__Selected text__
------------------------------------------------
Share your dilemmas and get honest opinions from other Mumsnetters.

Friend is having an affair both are married.

333 replies

Themind · 06/01/2023 18:18

My friend has been married to her husband for 10 years two girls age 8 and 5. As far as I am aware no particular issues with their marriage we have been friends for about 6 years and re quite close. Husband seems like a nice guy but I don't know him as well. I was aware about two years ago she'd had a fling but it had allegedly ended before she'd told me. My husband and I went to the theatre yesterday and ther she was with the man she'd had the fling with earlier. She realised I'd seen her and looked shocked but sat down so I didn't approach. Queue a phone call this morning and several others throughout the day begging me noto to say anything to her husband. She confessed that she had never ended it with him first time round and had carried on cheating. He has lots of money wife doesn't understand him all the usual tripe and he won't leave because his wife will be entitled to half his cash.
------------------------------------------------
__Given material__

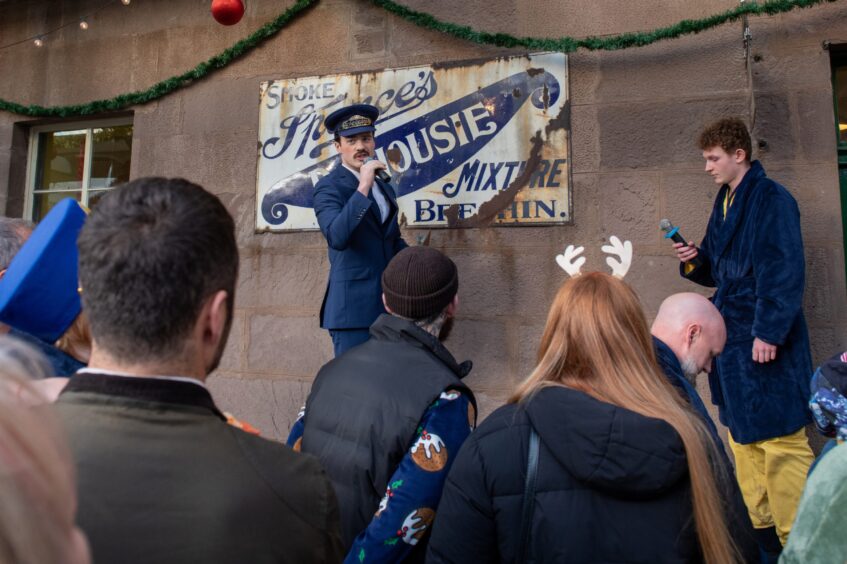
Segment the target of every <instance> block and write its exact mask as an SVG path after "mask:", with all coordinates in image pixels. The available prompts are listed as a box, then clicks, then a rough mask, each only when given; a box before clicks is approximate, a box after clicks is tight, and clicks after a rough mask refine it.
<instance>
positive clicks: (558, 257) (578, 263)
------------------------------------------------
__Work instruction A__
In the Mumsnet post about a friend's affair, where did the writer see her friend with the man?
__Work instruction B__
Please pick up the Mumsnet post about a friend's affair after its last sentence and keep writing it.
The material comes from a separate source, not from the Mumsnet post.

__Answer box A__
At the theatre.

__Answer box B__
She loves him apparently and would leave her husband in a heart beat. Please tell me what to do? I have a incline to walk away and never talk to her again, my husband suggested give her an ultimatum and tell her that if she doesn't tell him I will. I'm scared to death that I wouldn't want to be responsible for ruining their girls lives but ultimately she has cheated her husband and children hasn't she? I'd rather know I I was her husband.
Any ideas welcome, I hate this.

OP posts:
KimberleyClark · 06/01/2023 21:20

OldFan · 06/01/2023 21:16

I'd never block a friend having an affair, nobody's perfect, we all mistakes.

It isn't a mistake, it's a choice to do and carry on doing something awful.

Exactly this. A drunken snog on a drunken office night out or even a one night stand would be mistakes. Not an affair lasting several years. That is just shitty behaviour.

ReneBumsWombats · 06/01/2023 21:20

AnxiousPancreas · 06/01/2023 20:52

I’m not blaming him - the DH is the one saying OP should tell the DH, it says so in the OP.

And, if he knew, why would the friend be begging OP not to tell him? He obviously doesn’t know. We know nothing of their financial situation or how childcare would be split.

My suggestion creates less drama, not more. It prevents the friend kicking off at OP because there’s a degree of separation.

To add, your suggestion is also a ridiculously transparent contrivance and nobody will be so stupid that they won't see what you're doing.

If you must go charging into her marriage, then at least don't insult everyone's intelligence while you do it. If it's your business enough to get involved, you can take your consequences like you've decided everyone else must.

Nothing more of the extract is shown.